# TASK OBJECTIVE:
Return the complete listing without omission.

# RAW DATA:
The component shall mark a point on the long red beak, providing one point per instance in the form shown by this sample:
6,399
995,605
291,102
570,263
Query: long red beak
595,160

# WRITTEN ANSWER:
The component shall mark a point on the long red beak, providing one point per instance in the form shown by this sample:
6,399
995,605
291,102
570,263
Query: long red beak
595,160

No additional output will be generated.